▸ Text extract
────────────────────────────────────────

Licia is the Executive Director of Advocacy, Disability, Ethnicity, Community (ADEC). She migrated to Australia from Italy with her parents in 1955 as a very young child. The family was part of the great European post-WWII exodus to part of the world that offered greater opportunities than the war-ravaged Europe. She attended local state primary and secondary schools, and left after completing Year 11. She went back to complete her HSC as an adult, then entered University of Melbourne in 1978 to study part-time for a Bachelor of Arts, and completed an Honours level with a major in Political Science. She combined both study, employment and raising a family. Some years later, she followed up the first degree with a Master Degree in Public Policy and Management in 2004, focusing on the not-for-profit sector.
As far as professional life, Licia started with secretarial jobs and after graduating with her first degree took up work in a range of positions such as Equal Opportunities Conciliator, then a Workcover Rehabilitation Advisor. In 1988 she was elected to the Victorian Parliament as the Member for Melbourne West Province in the Upper House for the ALP, a position she held until 1996 when she lost pre-selection. Her highest political position was as Secretary to the Shadow Cabinet. Licia experienced both the highs of Government and the low of Opposition. She worked on a number of standing committees of the Parliament, party policy committees and ministerial committees. After 1996, she combined running her own consultancy with working in aged and disability in the western suburbs of Melbourne, an area she knew very well. She also worked for a time as a National Policy Director for an over-50’s organisation. In 2000, she was appointed as Executive Director to ADEC, a position she still holds.

────────────────────────────────────────

Labeled-object pointing entries
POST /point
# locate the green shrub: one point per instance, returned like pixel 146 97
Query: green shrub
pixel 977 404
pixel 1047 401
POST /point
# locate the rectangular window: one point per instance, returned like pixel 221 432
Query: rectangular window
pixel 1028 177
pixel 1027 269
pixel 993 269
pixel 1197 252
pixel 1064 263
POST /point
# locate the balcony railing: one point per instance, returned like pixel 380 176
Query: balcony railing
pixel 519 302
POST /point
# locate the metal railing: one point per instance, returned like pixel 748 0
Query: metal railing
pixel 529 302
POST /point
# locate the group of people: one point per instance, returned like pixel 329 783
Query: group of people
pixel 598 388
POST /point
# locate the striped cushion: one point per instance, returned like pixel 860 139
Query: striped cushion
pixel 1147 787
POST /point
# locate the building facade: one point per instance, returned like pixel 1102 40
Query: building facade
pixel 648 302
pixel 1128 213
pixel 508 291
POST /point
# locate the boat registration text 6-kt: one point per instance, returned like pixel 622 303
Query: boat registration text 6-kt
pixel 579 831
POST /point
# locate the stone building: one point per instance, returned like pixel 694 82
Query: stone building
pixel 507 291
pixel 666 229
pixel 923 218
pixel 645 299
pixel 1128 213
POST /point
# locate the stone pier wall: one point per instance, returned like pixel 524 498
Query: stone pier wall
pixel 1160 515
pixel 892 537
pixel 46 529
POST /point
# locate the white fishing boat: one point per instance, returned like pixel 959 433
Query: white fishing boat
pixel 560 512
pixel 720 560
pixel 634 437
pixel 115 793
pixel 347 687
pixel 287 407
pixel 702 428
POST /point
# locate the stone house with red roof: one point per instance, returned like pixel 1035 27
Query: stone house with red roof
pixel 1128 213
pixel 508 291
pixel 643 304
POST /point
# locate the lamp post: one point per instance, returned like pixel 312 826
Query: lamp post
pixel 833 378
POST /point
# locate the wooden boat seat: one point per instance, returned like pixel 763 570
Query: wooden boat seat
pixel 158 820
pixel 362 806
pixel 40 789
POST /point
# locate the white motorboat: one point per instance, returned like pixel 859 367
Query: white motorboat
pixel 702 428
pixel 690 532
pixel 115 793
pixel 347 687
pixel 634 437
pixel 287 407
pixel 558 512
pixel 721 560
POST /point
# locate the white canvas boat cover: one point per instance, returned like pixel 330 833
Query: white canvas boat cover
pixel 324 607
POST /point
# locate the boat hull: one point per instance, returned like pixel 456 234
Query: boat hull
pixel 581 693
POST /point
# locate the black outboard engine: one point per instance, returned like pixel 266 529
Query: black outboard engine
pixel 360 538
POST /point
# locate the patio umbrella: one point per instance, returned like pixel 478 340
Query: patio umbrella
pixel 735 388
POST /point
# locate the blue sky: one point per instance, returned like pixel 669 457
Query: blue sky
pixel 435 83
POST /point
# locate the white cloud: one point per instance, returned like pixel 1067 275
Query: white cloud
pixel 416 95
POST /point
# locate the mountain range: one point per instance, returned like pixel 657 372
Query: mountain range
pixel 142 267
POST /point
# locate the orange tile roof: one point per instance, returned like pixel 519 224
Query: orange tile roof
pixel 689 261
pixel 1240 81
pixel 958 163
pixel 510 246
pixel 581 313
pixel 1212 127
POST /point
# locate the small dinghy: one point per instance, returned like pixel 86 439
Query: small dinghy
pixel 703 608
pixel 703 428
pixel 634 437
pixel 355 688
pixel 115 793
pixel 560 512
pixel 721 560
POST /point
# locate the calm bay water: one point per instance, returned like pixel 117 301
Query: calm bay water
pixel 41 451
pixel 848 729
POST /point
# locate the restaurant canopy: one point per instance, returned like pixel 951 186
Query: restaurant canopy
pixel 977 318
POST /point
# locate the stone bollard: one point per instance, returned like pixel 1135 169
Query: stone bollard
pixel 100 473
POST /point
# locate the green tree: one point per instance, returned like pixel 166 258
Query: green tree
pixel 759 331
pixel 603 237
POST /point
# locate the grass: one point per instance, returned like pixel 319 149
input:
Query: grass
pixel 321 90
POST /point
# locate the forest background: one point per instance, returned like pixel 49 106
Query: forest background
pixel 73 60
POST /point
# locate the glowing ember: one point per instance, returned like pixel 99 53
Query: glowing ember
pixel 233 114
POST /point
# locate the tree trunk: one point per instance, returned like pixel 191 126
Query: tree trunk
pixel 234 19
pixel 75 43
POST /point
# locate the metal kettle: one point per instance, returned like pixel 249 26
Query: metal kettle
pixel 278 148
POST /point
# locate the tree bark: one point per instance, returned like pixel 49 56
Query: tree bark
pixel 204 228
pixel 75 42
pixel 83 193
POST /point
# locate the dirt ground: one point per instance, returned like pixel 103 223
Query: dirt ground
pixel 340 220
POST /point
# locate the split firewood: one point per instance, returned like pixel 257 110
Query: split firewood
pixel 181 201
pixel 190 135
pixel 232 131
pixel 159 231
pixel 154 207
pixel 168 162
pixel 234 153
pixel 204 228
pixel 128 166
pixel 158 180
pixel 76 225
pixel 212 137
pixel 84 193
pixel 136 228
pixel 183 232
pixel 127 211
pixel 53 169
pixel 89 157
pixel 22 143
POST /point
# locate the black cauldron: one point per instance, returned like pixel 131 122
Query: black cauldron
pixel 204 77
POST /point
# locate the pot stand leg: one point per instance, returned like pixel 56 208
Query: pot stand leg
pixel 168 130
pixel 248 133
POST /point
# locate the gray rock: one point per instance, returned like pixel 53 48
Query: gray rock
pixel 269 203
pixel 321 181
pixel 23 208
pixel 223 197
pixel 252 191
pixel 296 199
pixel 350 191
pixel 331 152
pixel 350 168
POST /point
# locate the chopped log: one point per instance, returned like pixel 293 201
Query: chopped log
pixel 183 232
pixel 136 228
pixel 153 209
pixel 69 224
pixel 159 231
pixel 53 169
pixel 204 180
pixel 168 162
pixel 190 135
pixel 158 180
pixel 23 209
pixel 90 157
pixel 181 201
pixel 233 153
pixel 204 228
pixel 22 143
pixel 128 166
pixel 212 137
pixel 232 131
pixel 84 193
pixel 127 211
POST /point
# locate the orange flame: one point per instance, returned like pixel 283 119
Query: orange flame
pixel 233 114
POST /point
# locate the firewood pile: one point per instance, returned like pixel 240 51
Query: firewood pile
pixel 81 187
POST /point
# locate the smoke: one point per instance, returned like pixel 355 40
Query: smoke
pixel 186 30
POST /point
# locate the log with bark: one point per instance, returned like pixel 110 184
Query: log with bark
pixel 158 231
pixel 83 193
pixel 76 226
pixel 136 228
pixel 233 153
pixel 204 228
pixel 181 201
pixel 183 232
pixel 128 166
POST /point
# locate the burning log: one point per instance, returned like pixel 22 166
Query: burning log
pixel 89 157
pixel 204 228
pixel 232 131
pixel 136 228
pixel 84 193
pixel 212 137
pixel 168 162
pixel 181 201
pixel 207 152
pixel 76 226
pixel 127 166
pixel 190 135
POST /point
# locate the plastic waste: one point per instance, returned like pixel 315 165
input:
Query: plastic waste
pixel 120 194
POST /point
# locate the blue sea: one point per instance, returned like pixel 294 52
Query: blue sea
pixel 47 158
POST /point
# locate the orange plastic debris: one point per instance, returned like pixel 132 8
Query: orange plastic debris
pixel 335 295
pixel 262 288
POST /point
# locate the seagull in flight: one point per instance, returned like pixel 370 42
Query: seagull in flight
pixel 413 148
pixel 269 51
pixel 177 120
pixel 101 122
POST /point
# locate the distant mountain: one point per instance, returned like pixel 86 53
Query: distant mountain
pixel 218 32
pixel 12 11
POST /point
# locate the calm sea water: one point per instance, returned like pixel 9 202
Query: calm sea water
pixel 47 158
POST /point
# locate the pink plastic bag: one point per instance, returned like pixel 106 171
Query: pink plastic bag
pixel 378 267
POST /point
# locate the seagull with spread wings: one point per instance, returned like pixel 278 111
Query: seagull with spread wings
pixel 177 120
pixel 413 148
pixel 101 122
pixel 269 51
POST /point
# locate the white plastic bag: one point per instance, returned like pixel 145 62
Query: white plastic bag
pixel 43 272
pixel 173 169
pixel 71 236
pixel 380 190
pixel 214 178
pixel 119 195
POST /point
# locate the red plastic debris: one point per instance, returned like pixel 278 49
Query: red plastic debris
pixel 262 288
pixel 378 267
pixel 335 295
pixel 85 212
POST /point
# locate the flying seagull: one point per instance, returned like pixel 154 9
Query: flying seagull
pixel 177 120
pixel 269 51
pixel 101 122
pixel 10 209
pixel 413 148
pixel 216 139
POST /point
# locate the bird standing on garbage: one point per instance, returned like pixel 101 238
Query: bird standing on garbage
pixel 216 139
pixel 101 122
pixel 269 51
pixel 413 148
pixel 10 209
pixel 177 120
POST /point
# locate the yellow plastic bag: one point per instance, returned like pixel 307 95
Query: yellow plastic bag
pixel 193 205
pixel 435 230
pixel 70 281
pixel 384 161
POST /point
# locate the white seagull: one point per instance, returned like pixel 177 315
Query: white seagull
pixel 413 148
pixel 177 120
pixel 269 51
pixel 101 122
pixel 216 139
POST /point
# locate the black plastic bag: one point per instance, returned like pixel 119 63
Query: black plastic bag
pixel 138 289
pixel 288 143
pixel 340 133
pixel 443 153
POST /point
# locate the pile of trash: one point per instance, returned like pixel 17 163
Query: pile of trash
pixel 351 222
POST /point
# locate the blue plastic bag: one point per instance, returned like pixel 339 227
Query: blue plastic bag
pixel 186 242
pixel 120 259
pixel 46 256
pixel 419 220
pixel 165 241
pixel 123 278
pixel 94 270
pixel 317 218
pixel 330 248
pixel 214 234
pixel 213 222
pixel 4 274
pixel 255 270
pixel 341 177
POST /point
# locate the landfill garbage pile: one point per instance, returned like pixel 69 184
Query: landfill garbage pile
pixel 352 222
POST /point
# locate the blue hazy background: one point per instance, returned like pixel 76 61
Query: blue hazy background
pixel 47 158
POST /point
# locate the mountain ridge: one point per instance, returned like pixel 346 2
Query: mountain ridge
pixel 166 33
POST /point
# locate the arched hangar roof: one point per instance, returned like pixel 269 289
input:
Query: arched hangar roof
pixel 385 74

────────────────────────────────────────

▸ Directions
1: Answer these questions using the biographical text on Licia:
(a) In what year did the family migrate to Australia from Italy?
(b) Which province did Licia represent in the Victorian Parliament?
(c) In what year was Licia appointed Executive Director to ADEC?
2: Reproduce the entries verbatim, starting with their first line and ending with the line containing "pixel 579 831", both lines included.

▸ Answers by task
1:
(a) 1955
(b) Melbourne West Province
(c) 2000

2:
POST /point
# locate the green shrub: one point per instance, returned like pixel 146 97
Query: green shrub
pixel 977 404
pixel 1047 401
POST /point
# locate the rectangular window: one point per instance, returned like pixel 221 432
Query: rectangular window
pixel 1028 177
pixel 1027 269
pixel 993 269
pixel 1197 252
pixel 1064 263
POST /point
# locate the balcony railing: one point per instance, returned like pixel 380 176
Query: balcony railing
pixel 519 302
POST /point
# locate the metal railing: one point per instance, returned like pixel 748 0
Query: metal railing
pixel 529 302
POST /point
# locate the group of people: one point per instance, returned like pixel 329 783
Query: group of people
pixel 598 388
POST /point
# locate the striped cushion: one point per instance, returned like pixel 860 139
Query: striped cushion
pixel 1147 787
POST /point
# locate the building facade: one point per instance, returned like pixel 1102 40
Query: building facade
pixel 648 302
pixel 1128 213
pixel 508 291
POST /point
# locate the boat registration text 6-kt: one point per instance, returned like pixel 622 303
Query: boat registration text 6-kt
pixel 579 831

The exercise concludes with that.